■ AIM OF THE EXERCISE
Please reproduce every item below line for line, without changing anything.

[MATERIAL TO PROCESS start]

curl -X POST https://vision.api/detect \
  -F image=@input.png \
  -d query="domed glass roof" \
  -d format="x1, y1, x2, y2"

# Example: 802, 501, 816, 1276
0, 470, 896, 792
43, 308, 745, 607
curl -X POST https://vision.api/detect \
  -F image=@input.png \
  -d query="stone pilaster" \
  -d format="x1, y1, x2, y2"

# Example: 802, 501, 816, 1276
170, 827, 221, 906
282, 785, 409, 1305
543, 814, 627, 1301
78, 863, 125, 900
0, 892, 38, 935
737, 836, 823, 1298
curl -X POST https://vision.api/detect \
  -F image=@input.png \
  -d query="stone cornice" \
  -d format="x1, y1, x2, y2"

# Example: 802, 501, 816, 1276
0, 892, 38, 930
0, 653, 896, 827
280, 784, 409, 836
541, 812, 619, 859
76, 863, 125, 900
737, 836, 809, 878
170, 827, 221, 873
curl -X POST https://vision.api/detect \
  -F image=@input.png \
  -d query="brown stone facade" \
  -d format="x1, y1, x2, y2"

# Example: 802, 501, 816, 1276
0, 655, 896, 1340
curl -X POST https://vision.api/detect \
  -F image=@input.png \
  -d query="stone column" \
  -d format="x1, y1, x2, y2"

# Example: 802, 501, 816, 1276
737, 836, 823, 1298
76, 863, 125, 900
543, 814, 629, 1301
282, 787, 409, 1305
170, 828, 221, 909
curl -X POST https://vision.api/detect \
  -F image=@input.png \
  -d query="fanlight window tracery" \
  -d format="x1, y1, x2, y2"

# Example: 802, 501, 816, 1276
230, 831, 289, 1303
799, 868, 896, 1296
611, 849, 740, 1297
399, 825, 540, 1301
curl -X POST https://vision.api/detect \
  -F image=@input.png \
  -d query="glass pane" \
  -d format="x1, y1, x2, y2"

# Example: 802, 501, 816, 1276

[MATERIAL TO PROCESS end]

■ CORRECT OUTPUT
curl -X POST https://vision.api/detect \
  -F image=@input.png \
  -d query="domed glass roof" \
  -d format="x1, y1, x2, y2"

# Example: 802, 501, 816, 1276
0, 470, 896, 792
43, 308, 745, 607
curl -X POST https://vision.api/detect \
  -F image=@input.png \
  -d query="stone pilaster" \
  -d format="x1, y1, x2, y2"

# Example: 802, 501, 816, 1276
170, 827, 221, 906
282, 785, 409, 1305
543, 814, 627, 1301
78, 863, 125, 900
0, 892, 38, 935
737, 836, 823, 1298
curl -X POST https://vision.api/detect \
  -F image=@input.png \
  -d query="stone cornice" \
  -d format="x1, y1, x2, y2"

# Example: 802, 501, 816, 1276
0, 892, 38, 930
0, 653, 896, 827
280, 784, 409, 836
541, 812, 619, 859
76, 863, 125, 900
737, 836, 809, 878
170, 827, 221, 873
curl -X POST https://vision.api/detect \
  -F image=@input.png \
  -d query="brown stone facade" \
  -d format="x1, y1, x2, y2"

# Example: 802, 501, 816, 1276
0, 655, 896, 1340
curl -X POST https://vision.api/detect \
  -F image=@input.png \
  -d query="stone column" \
  -d format="x1, y1, x2, y2"

# Example: 802, 501, 816, 1276
737, 836, 823, 1298
76, 863, 125, 900
543, 814, 629, 1301
282, 787, 409, 1305
170, 828, 221, 909
curl -X POST https://vision.api/detect \
  -F image=@input.png \
  -d query="fanlight window tracery" \
  -d format="x1, y1, x2, y2"

# Example: 802, 501, 816, 1276
230, 831, 289, 1303
799, 868, 896, 1296
611, 849, 740, 1297
399, 825, 540, 1301
curl -X POST https://vision.api/detect \
  -F image=@input.png \
  -d query="glass pane" \
  -d format="x1, y1, x2, y2"

# Example: 802, 501, 816, 1276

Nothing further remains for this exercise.